*Given task:*
In the records, starting with the line that contains "Target: wire mesh panel" and going on through the line that contains "(1032, 573)", edit the lines so that "diagonal" becomes "angled", leaving everything else unchanged.

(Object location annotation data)
* BEGIN *

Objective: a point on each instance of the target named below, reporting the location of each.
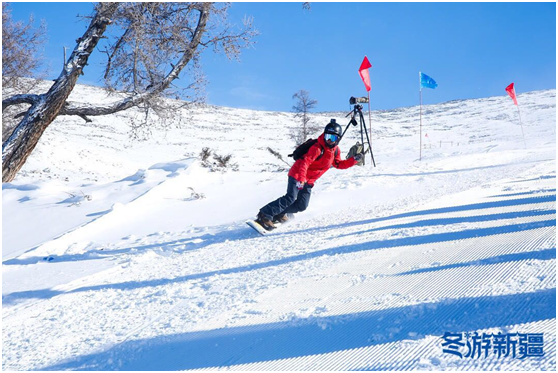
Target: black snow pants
(294, 201)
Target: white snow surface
(126, 255)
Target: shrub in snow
(217, 162)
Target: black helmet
(333, 128)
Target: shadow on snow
(372, 245)
(319, 335)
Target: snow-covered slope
(131, 255)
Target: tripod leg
(363, 123)
(362, 142)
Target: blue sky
(470, 49)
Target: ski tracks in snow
(371, 287)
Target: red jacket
(307, 169)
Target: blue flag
(426, 81)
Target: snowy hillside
(123, 255)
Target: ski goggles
(331, 137)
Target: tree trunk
(47, 107)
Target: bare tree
(155, 43)
(302, 108)
(21, 59)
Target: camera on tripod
(358, 100)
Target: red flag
(511, 91)
(363, 72)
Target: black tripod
(357, 110)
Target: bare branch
(20, 99)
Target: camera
(358, 100)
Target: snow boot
(281, 218)
(265, 222)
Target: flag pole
(420, 131)
(520, 123)
(370, 124)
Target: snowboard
(258, 228)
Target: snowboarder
(303, 174)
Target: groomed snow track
(372, 294)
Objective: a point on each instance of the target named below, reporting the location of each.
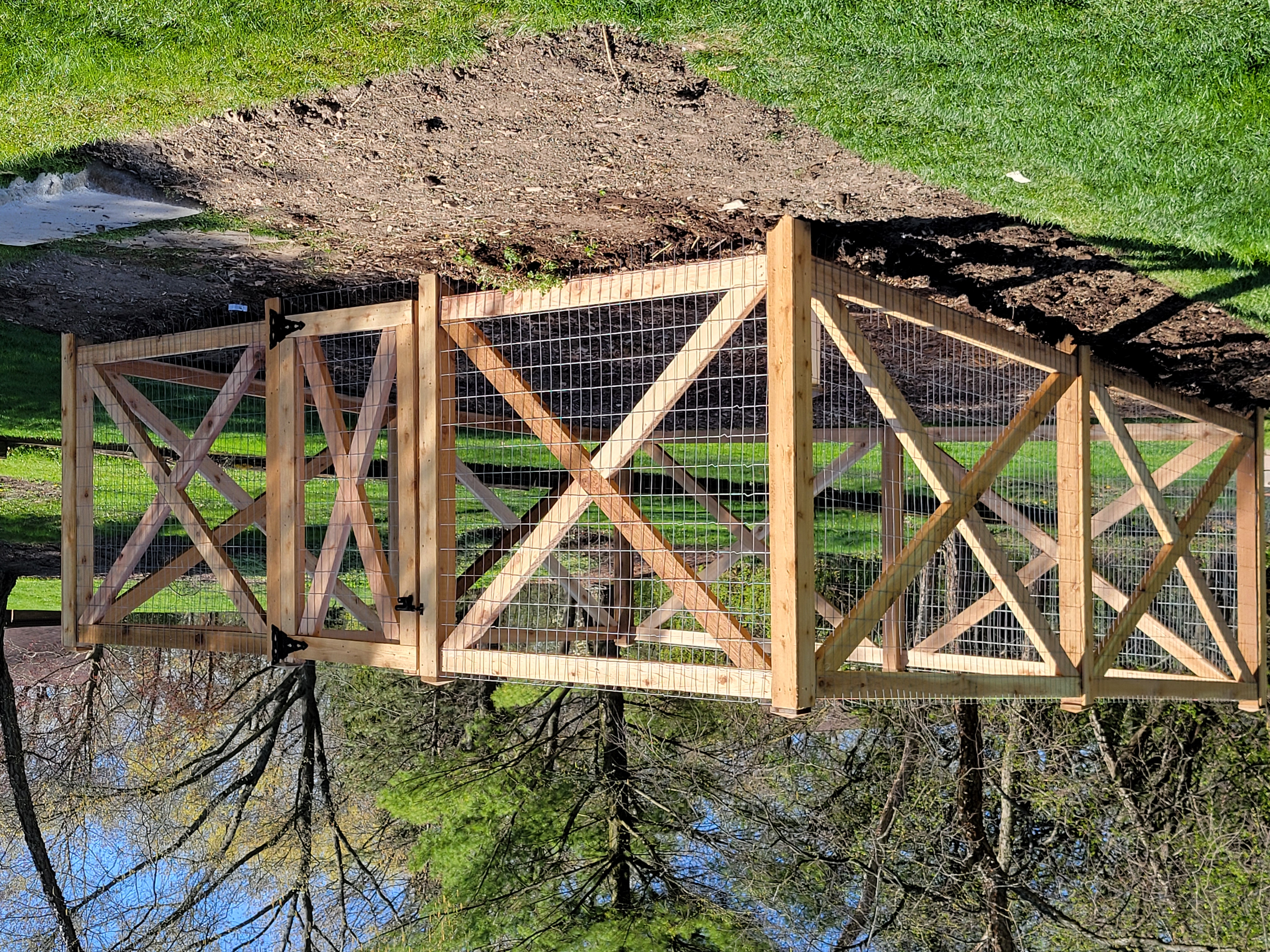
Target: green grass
(37, 596)
(31, 384)
(1143, 126)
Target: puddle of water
(60, 206)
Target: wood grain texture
(790, 468)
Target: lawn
(1143, 126)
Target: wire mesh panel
(1188, 627)
(873, 498)
(611, 489)
(177, 537)
(350, 525)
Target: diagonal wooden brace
(193, 454)
(1166, 525)
(957, 507)
(647, 416)
(351, 456)
(562, 577)
(176, 497)
(1151, 583)
(1032, 573)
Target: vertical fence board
(790, 466)
(893, 649)
(404, 511)
(284, 480)
(70, 493)
(1075, 534)
(436, 480)
(1251, 565)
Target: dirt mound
(540, 162)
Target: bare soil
(545, 156)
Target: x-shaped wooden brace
(748, 541)
(351, 455)
(958, 499)
(510, 520)
(592, 480)
(1048, 558)
(192, 451)
(1166, 525)
(1178, 539)
(172, 490)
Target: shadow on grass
(1053, 285)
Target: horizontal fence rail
(758, 478)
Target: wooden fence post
(73, 534)
(404, 473)
(1251, 555)
(284, 480)
(895, 654)
(1075, 535)
(790, 466)
(436, 447)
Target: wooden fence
(764, 477)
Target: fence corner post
(436, 450)
(284, 480)
(790, 466)
(1251, 560)
(1075, 532)
(72, 606)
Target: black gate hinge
(406, 604)
(281, 328)
(284, 645)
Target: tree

* END *

*Solution for this exercise:*
Target: wire mesh panel
(1188, 627)
(873, 498)
(611, 489)
(177, 537)
(350, 525)
Target: angled wooden brace
(193, 454)
(1166, 525)
(957, 507)
(647, 416)
(351, 456)
(562, 577)
(176, 497)
(1151, 583)
(1032, 573)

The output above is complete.